Which lines below contain the word "shrub"? Copy each of them in full.
****************
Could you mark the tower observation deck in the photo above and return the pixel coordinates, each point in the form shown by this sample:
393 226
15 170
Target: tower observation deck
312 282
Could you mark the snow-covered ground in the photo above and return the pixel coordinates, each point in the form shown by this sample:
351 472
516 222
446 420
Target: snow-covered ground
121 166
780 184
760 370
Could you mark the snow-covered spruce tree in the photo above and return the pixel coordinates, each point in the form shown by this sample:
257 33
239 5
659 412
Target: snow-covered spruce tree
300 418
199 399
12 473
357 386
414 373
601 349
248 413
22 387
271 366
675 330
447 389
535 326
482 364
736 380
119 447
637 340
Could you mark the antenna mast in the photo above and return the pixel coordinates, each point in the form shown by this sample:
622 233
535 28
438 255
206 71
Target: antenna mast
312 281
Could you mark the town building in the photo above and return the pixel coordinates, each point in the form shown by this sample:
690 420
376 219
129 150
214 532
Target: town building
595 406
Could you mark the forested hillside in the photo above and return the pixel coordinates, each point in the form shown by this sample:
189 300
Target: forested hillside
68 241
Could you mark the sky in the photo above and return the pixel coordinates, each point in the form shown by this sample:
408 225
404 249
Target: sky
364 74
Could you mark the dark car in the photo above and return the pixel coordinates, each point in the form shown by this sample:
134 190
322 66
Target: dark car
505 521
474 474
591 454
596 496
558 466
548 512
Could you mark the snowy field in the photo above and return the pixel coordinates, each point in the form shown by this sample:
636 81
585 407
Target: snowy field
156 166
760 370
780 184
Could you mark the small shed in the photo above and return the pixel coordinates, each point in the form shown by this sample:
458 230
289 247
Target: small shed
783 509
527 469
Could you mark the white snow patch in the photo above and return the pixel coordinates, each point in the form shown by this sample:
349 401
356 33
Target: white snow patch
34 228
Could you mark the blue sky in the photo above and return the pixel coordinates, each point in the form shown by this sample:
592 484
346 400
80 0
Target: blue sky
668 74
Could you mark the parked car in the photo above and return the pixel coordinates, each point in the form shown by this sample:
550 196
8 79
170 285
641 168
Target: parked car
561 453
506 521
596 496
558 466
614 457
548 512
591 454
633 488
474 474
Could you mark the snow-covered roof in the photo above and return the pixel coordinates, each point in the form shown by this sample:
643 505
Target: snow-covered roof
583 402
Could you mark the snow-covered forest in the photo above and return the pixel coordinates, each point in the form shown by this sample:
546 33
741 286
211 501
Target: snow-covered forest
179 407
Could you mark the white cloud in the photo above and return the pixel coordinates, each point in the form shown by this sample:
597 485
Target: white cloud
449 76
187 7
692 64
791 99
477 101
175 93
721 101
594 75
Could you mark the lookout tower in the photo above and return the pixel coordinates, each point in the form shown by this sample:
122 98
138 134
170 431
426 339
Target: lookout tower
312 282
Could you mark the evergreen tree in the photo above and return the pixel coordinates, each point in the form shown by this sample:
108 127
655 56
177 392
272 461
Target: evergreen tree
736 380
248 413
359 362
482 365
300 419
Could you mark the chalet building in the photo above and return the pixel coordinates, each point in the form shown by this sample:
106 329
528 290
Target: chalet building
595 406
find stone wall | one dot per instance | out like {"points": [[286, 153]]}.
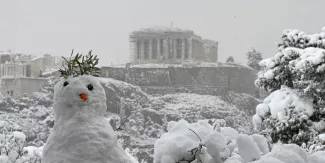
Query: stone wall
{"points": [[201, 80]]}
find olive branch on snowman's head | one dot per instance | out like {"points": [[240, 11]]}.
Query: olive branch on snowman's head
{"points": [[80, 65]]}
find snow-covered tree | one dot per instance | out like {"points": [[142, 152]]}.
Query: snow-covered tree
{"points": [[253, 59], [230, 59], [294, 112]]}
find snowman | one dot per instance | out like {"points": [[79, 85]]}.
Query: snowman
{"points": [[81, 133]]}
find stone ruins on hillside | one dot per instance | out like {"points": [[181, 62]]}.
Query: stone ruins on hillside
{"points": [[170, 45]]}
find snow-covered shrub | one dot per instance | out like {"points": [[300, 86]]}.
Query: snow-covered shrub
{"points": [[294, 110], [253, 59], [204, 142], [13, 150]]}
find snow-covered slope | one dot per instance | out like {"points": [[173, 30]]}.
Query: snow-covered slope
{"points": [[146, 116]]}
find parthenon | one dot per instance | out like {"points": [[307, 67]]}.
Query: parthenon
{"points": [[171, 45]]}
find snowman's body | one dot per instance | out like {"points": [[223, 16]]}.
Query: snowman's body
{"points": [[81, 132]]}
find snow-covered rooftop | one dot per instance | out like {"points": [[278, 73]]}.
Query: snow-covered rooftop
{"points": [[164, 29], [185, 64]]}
****************
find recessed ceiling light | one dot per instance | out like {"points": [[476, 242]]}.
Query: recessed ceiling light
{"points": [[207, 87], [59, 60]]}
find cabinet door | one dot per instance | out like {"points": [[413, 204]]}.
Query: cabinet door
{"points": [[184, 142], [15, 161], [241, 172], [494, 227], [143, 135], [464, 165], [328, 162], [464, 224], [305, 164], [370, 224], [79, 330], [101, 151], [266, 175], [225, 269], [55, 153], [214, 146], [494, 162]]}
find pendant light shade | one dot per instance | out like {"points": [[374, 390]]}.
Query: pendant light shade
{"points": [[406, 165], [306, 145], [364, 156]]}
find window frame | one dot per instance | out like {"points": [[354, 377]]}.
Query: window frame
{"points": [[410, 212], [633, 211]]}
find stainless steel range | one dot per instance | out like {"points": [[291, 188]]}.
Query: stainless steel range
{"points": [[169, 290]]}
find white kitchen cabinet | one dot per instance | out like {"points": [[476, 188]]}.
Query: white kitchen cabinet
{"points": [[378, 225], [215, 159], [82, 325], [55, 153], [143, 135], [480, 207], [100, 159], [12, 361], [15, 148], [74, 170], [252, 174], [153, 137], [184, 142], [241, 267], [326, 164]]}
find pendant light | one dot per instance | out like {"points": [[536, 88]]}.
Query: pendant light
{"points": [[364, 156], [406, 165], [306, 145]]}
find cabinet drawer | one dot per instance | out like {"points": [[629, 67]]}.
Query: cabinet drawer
****************
Right answer:
find snow-covered shrub | one dot per instance | out like {"points": [[300, 86]]}.
Query: snow-covered shrub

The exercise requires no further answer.